- _Work required_
Echo the part of the records that opens with the line containing "Each <instance> block" and closes with the line containing "295L369 298L372 402L401", both lines included, reproducing those lines without any change.
══ Data to process ══
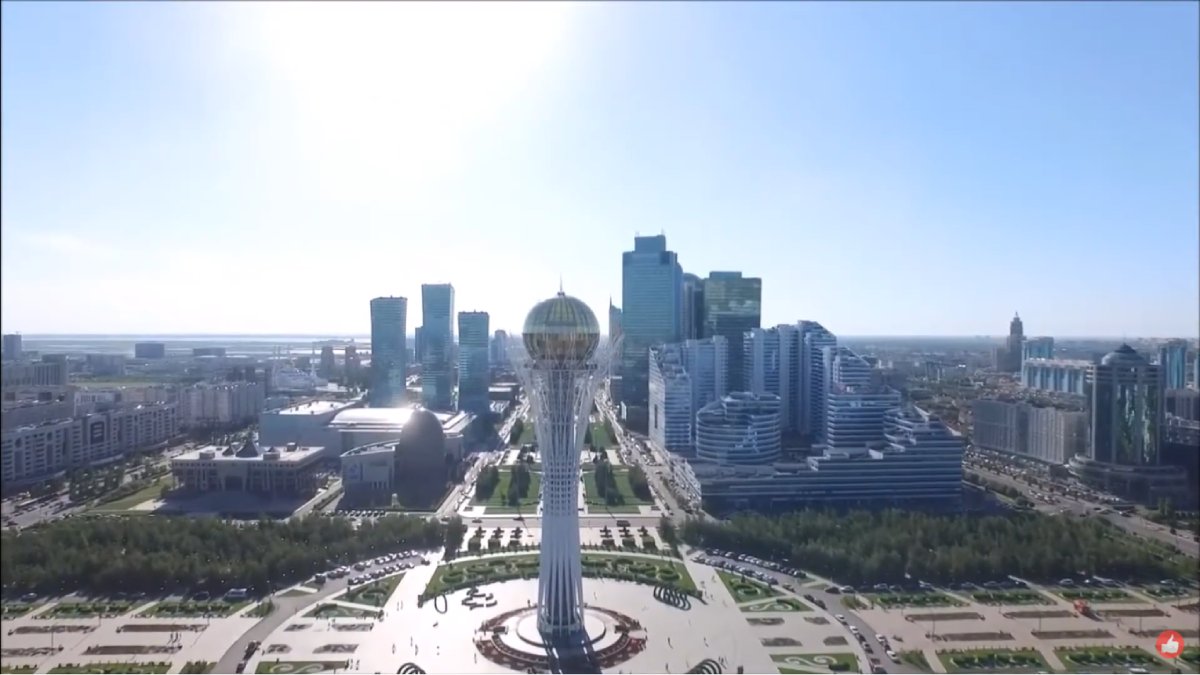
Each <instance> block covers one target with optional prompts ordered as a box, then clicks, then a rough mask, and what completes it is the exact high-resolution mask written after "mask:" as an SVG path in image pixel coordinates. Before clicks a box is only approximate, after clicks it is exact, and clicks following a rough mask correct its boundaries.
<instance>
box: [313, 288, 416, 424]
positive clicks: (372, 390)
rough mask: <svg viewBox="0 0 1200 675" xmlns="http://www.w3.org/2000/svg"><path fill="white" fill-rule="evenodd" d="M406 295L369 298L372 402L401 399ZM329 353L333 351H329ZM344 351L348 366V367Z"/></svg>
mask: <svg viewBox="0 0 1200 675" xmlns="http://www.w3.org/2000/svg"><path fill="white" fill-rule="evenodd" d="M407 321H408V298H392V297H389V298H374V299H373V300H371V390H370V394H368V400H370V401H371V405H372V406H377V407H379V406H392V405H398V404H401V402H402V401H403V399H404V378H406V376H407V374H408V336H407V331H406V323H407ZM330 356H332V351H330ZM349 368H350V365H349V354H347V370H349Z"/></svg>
═══
══ Data to process ══
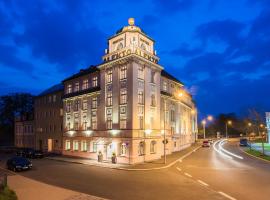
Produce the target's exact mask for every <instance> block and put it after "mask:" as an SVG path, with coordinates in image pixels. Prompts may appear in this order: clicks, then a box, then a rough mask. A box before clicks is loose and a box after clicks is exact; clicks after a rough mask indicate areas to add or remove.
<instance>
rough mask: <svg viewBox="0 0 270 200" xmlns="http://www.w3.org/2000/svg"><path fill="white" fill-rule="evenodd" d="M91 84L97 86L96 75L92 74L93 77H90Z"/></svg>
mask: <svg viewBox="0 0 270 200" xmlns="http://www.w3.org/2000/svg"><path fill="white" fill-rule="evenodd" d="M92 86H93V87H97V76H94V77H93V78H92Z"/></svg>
═══
- _Result for this exercise_
Each <instance> block covers one target with optional prompts ordered as a box, then clicks, then a rough mask, and what completes it is the exact high-resolution mask written after "mask:" as an SVG path in image pixel coordinates. Before clicks a box is only approximate, after clicks it is exact, and clicks following a rough mask correct its boundaries.
<instance>
box: [313, 288, 416, 424]
positive clicks: (372, 390)
rough mask: <svg viewBox="0 0 1200 675" xmlns="http://www.w3.org/2000/svg"><path fill="white" fill-rule="evenodd" d="M406 295L369 298L372 402L401 399ZM329 353L333 351H329ZM344 351L348 366V367Z"/></svg>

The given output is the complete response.